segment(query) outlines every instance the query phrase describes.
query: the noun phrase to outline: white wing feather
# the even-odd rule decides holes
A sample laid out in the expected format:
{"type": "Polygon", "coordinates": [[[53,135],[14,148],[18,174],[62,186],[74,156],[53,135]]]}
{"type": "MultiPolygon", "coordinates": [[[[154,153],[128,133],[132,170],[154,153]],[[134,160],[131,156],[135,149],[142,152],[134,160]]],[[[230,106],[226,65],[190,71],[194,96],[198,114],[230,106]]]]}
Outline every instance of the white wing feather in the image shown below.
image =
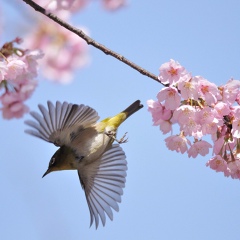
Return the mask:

◇ ◇ ◇

EXERCISE DIRECTIONS:
Please repeat the data above with "white wing feather" swapped for "gray tail feather" wherever it occurs, keeping everything else the same and leaving out the pictures.

FINISHED ANSWER:
segment(query) outlines every instance the query phrase describes.
query: the noun phrase to outline: gray tail feather
# the even-odd rule decides holes
A sample laid out in the expected format:
{"type": "Polygon", "coordinates": [[[53,135],[14,148],[18,174],[62,186],[74,156],[53,135]]]}
{"type": "MultiPolygon", "coordinates": [[[[154,153],[128,133],[132,170],[154,153]],[[134,160],[131,156],[135,149],[142,152],[134,160]]],[[[230,106],[226,65],[190,71],[194,96],[198,114],[230,106]]]]}
Outline every instance of the gray tail feather in the image shown below.
image =
Return the mask:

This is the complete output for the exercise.